[Data records]
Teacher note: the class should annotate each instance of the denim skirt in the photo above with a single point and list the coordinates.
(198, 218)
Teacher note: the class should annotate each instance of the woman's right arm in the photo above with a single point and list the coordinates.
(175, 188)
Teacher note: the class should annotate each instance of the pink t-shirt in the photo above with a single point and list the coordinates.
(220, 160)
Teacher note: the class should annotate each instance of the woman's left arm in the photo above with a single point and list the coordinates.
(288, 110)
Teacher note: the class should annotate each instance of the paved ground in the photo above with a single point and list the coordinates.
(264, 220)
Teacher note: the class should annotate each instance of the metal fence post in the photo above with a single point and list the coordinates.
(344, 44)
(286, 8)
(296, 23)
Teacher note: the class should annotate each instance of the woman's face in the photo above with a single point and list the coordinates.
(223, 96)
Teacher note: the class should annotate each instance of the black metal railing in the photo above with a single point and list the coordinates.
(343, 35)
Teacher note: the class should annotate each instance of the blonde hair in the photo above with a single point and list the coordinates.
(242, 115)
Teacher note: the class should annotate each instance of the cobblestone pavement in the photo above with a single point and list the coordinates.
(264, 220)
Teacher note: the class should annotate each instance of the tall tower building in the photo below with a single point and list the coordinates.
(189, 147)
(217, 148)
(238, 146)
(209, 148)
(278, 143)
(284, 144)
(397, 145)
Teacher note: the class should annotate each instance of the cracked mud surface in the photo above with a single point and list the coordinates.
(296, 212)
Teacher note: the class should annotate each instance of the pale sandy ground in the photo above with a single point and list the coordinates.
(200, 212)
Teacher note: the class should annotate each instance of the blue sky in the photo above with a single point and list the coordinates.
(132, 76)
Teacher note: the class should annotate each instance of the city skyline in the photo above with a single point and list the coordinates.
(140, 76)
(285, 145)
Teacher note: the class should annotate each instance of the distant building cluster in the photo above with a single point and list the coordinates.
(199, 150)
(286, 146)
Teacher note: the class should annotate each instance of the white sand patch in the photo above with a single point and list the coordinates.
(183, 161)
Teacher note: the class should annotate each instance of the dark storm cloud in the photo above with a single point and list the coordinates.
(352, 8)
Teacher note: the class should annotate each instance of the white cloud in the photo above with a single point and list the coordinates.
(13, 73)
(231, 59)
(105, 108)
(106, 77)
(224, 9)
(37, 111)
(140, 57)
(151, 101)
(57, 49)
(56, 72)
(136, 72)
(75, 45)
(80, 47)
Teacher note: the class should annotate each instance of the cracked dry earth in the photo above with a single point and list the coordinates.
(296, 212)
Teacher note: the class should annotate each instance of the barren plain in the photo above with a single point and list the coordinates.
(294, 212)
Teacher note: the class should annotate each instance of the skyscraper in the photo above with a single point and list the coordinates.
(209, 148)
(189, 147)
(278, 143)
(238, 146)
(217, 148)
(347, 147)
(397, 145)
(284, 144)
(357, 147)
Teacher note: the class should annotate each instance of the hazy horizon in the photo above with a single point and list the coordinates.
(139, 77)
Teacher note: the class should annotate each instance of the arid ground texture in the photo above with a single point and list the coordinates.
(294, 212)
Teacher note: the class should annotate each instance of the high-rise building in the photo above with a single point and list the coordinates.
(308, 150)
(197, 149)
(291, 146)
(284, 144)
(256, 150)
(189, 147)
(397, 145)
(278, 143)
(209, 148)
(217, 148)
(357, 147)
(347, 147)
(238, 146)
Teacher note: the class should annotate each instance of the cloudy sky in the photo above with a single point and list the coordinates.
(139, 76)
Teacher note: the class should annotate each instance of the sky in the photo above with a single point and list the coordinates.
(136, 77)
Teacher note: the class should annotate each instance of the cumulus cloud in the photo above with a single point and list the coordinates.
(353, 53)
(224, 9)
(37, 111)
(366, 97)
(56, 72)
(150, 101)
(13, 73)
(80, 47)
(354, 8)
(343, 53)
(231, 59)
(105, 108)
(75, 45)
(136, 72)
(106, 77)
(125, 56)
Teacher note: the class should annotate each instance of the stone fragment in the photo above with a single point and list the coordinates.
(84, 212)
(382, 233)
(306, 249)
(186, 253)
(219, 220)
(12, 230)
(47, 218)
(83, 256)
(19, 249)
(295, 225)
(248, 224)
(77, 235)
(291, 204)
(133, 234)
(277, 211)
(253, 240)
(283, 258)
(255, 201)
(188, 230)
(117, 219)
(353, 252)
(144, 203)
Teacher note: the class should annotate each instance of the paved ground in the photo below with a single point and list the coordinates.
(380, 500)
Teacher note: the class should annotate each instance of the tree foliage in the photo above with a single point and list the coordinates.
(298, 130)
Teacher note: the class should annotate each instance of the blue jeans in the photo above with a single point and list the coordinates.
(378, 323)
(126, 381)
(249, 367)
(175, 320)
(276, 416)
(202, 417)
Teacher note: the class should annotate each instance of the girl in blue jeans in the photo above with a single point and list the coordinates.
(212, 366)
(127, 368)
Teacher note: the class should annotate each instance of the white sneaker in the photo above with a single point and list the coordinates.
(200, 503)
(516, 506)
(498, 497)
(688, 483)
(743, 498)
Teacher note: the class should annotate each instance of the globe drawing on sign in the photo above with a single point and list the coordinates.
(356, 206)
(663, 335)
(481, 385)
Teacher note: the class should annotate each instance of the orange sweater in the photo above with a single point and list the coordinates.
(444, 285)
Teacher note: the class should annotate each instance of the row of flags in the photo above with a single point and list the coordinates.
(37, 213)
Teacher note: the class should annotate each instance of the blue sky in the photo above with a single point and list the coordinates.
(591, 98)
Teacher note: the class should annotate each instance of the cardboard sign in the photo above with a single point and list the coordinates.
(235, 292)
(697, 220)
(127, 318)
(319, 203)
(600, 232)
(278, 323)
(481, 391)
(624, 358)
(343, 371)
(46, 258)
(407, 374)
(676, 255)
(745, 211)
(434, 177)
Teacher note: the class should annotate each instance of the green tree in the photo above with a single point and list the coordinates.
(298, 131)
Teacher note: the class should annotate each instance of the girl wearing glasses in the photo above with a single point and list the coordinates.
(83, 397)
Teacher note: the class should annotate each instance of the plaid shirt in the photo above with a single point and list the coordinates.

### EXERCISE
Every entry must be repeated exactly; none may be skipped.

### EXPECTED OUTPUT
Teacher note: the class should annotate each instance of the denim skirt in the photo above with a single point and list the coordinates.
(198, 218)
Teacher note: the class should annotate each instance of the woman's right arm in the photo above with a single point and list the coordinates.
(175, 188)
Teacher note: the class should annotate each instance of the pink t-shirt in the photo above with a single point and list the coordinates.
(220, 160)
Teacher note: the class should annotate each instance of the woman's left arm in the photo above with a single point and list the coordinates.
(288, 110)
Teacher note: the class should annotate each instance of the paved ground in the photo above with a single point and list the coordinates.
(264, 220)
Teacher note: the class should annotate each instance of the metal fence post in the photo above with a single point and list the coordinates.
(344, 44)
(286, 8)
(296, 23)
Teacher note: the class should annotate each instance of the woman's face in the photo above with a single point and list the coordinates.
(223, 96)
Teacher note: the class should annotate each instance of the black metal railing in the photo above with a single point and list the coordinates.
(343, 35)
Teacher note: the class should annotate each instance of the blonde hair in the photo above with a single point and list the coordinates.
(242, 115)
Teacher note: the class should annotate each instance of the cobblestone pavement in the photo above with a single point and list the coordinates.
(264, 220)
Teacher note: the class should annotate each instance of the tall tower building in the photo below with a single point and list the coordinates.
(189, 147)
(217, 148)
(238, 146)
(209, 148)
(278, 143)
(284, 144)
(397, 145)
Teacher note: the class should annotate each instance of the cracked mud surface in the photo above with a single point and list the coordinates.
(296, 212)
Teacher note: the class should annotate each instance of the pale sandy ground in the photo above with a single point and list the coordinates.
(200, 212)
Teacher note: the class should annotate each instance of the blue sky in the photo above with a single point and list the coordinates.
(132, 76)
Teacher note: the class should annotate each instance of the city skyline in the photo above with a single point and list the coordinates.
(140, 76)
(285, 145)
Teacher note: the class should annotate each instance of the distant building cluster in the photo above with a single point and list the coordinates.
(199, 150)
(286, 146)
Teacher note: the class should annotate each instance of the white sand patch in the photo above with a single point and list the coordinates.
(183, 161)
Teacher note: the class should annotate each instance of the dark storm cloud in the photo above with a single point and list the coordinates.
(352, 8)
Teacher note: the class should annotate each instance of the white cloud in the photo above with a single point and list the coordinates.
(13, 73)
(231, 59)
(105, 108)
(106, 77)
(224, 9)
(37, 111)
(140, 57)
(151, 101)
(57, 49)
(56, 72)
(136, 72)
(75, 45)
(80, 47)
Teacher note: the class should annotate each instance of the cracked dry earth in the photo above with a single point and list the coordinates.
(296, 212)
Teacher note: the class should annotate each instance of the barren plain in the photo above with a single point and list the coordinates.
(294, 212)
Teacher note: the class should annotate each instance of the skyscraper in the photo above with a single point and list the coordinates.
(209, 148)
(189, 147)
(278, 143)
(238, 146)
(217, 148)
(347, 147)
(397, 145)
(284, 144)
(357, 147)
Teacher note: the class should annotate each instance of the hazy horizon in the photo above with a single point and list the coordinates.
(139, 77)
Teacher note: the class should annotate each instance of the arid ground texture in the photo above with a single point and list the coordinates.
(294, 212)
Teacher note: the class should annotate each instance of the high-rise building in the photo above with a single point and list the coordinates.
(308, 150)
(197, 149)
(291, 146)
(284, 144)
(256, 150)
(189, 147)
(397, 145)
(278, 143)
(209, 148)
(217, 148)
(357, 147)
(347, 147)
(238, 146)
Teacher note: the class should annotate each instance of the cloudy sky in the photo above with a single point and list the coordinates.
(139, 76)
Teacher note: the class should annotate each instance of the sky in the photo above with a single point and list the coordinates.
(136, 77)
Teacher note: the class should annotate each instance of the cumulus cloud in the photo above with a single point and list the coordinates.
(353, 53)
(224, 9)
(37, 111)
(366, 97)
(56, 72)
(150, 101)
(13, 73)
(80, 47)
(354, 8)
(343, 53)
(231, 59)
(105, 108)
(75, 45)
(136, 72)
(106, 77)
(125, 56)
Teacher note: the class should annotate each instance of the stone fragment in the photo above with a single point and list the coordinates.
(84, 212)
(382, 233)
(306, 249)
(186, 253)
(219, 220)
(12, 230)
(47, 218)
(83, 256)
(19, 249)
(295, 225)
(248, 224)
(77, 235)
(291, 204)
(133, 234)
(277, 211)
(253, 240)
(283, 258)
(255, 201)
(188, 230)
(117, 219)
(353, 252)
(144, 203)
Teacher note: the class should annotate each instance of the paved ground in the photo below with a single point and list the coordinates.
(380, 500)
Teacher note: the class should annotate each instance of the tree foliage in the photo above with a single point and list the coordinates.
(298, 130)
Teacher note: the class should annotate each instance of the blue jeans in the photo above with a single point and list the coordinates.
(378, 323)
(126, 381)
(249, 367)
(175, 320)
(276, 416)
(202, 417)
Teacher note: the class should annotate each instance of the girl in blue jeans in the photo above with a single point and list the coordinates.
(212, 366)
(127, 368)
Teacher note: the class should annotate each instance of the white sneaker in the photo above with a single point and list the coordinates.
(200, 503)
(516, 506)
(498, 497)
(688, 483)
(743, 498)
Teacher note: the class should annotate each instance of the globe drawing on sign in the photo above with a single point and list the coordinates.
(356, 206)
(663, 335)
(481, 385)
Teacher note: the class should annotate each instance of the orange sweater in the photo above with a single point and list the coordinates.
(444, 285)
Teacher note: the class should annotate each instance of the row of flags in the photo above with a single point and list the coordinates.
(37, 213)
Teacher note: the class should annotate each instance of the blue sky in the photo above with a single point and list the coordinates.
(591, 98)
Teacher note: the class should annotate each instance of the cardboard sign in the photo above with a single point and list the coordinates.
(235, 292)
(697, 220)
(127, 318)
(319, 203)
(600, 232)
(278, 323)
(481, 391)
(624, 358)
(343, 371)
(46, 258)
(407, 374)
(676, 255)
(745, 211)
(434, 177)
Teacher note: the class should annotate each instance of the green tree in the photo above with a single point and list the coordinates.
(298, 131)
Teacher note: the class should annotate each instance of the girl wearing glasses in the photo above with a single point and list the coordinates.
(83, 397)
Teacher note: the class should annotate each instance of the plaid shirt in the photo above with a single point and list the coordinates.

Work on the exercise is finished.